Task instructions: Output exactly the lines from the one containing "of the tall" to the last line of the material, inclusive, and nothing more.

Stored data:
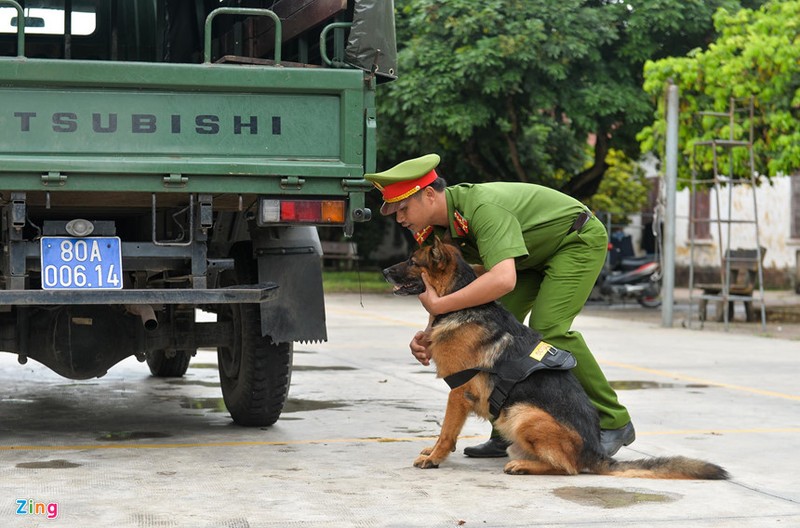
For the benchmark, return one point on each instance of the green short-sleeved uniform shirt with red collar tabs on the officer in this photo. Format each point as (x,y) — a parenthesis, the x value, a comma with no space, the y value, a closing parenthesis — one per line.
(523,221)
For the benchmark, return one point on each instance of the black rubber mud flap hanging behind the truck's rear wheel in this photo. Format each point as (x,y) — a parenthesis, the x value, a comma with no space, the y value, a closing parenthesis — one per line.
(297,312)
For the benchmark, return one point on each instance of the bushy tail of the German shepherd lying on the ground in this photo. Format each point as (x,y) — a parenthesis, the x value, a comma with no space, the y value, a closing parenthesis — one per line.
(662,468)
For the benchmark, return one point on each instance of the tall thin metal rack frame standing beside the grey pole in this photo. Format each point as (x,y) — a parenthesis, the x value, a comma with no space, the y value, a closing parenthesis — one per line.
(719,182)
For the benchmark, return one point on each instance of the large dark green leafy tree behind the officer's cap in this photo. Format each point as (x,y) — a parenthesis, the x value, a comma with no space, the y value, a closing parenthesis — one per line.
(512,89)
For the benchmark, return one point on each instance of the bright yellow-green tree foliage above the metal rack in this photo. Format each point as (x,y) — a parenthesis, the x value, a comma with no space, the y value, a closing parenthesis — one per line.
(757,55)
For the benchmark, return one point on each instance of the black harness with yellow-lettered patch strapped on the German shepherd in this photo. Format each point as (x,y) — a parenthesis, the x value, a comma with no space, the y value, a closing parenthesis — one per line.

Answer space:
For the benchmark, return one point on each instance of the tall thin metal rack frame standing beside the grey pole in this photo. Format each point as (x,y) — a parenthesis, the x value, a comma with no space, the y value, a closing parenthesis — one per line.
(719,182)
For the benchmark, return one point on each instance of the large dark green leafy tree behind the officer's cap in this photo. Format each point as (x,y) — a parenthesis, the x value, a comma with no space, the y value, a closing parenthesis — one per line.
(512,89)
For the benchmark, return one point on each instance of the bright yellow-green tree foliage above the metal rack in this photo. Format each point as (x,y) — a parenthesis, the x value, a comma with no space, the y value, a closing parenthesis — one per line.
(757,55)
For the benchmark, return one point on each instance of the black harness with yellow-lettered patch strapped on the German shepherd in this photo. Format each point as (x,y) — a parenthesis, the x value, a comma with no space, the y value, a closing parenthesis — one per line.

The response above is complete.